─── DATA SUPPLIED ───

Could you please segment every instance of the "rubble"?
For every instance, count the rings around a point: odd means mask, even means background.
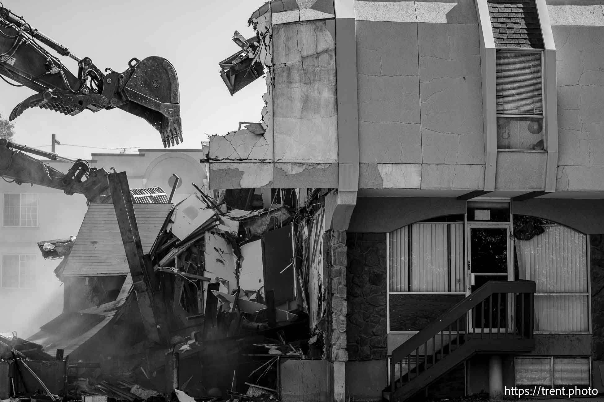
[[[69,239],[59,239],[38,242],[38,247],[45,259],[55,259],[65,257],[71,251],[77,236],[72,236]]]

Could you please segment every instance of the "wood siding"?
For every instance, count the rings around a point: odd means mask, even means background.
[[[135,204],[134,213],[143,245],[149,253],[172,208],[172,204]],[[63,275],[86,277],[130,273],[112,204],[91,204]]]

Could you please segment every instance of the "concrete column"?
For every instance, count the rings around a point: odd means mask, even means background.
[[[491,401],[503,398],[503,367],[501,357],[496,354],[489,359],[489,398]]]

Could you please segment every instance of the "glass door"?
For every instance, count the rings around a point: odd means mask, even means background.
[[[492,280],[512,280],[510,225],[468,224],[467,294]],[[469,316],[471,330],[489,331],[510,327],[512,309],[507,294],[495,294],[491,303],[479,304]],[[499,321],[498,322],[497,321]]]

───

TASK PROMPT: Copy out all of the lines above word for word, leaving out the picture.

COMPLETE OUTPUT:
Could you please segment every instance of the "rubble"?
For every instance, count the rings around a point: odd means mask, even means background.
[[[69,239],[59,239],[38,242],[38,247],[45,259],[55,259],[65,257],[71,251],[77,236],[72,236]]]

Could you please segment every instance of the "wood siding"?
For every instance, count the rings around a point: odd means mask, even means background.
[[[135,204],[134,213],[143,245],[149,253],[172,208],[172,204]],[[63,275],[86,277],[130,273],[112,204],[91,204]]]

Could you please segment every instance of the "concrete column"?
For every instance, count the rings around a point: odd means mask, even means background.
[[[491,401],[503,398],[503,367],[501,357],[496,354],[489,359],[489,398]]]

Could you please segment every instance of the "glass door"?
For every instance, count the rings around a point: odd means mask, even means background.
[[[492,280],[512,280],[510,225],[468,224],[467,294]],[[469,316],[471,330],[489,331],[510,327],[512,309],[507,294],[495,294],[491,303],[479,304]],[[499,321],[498,322],[497,321]]]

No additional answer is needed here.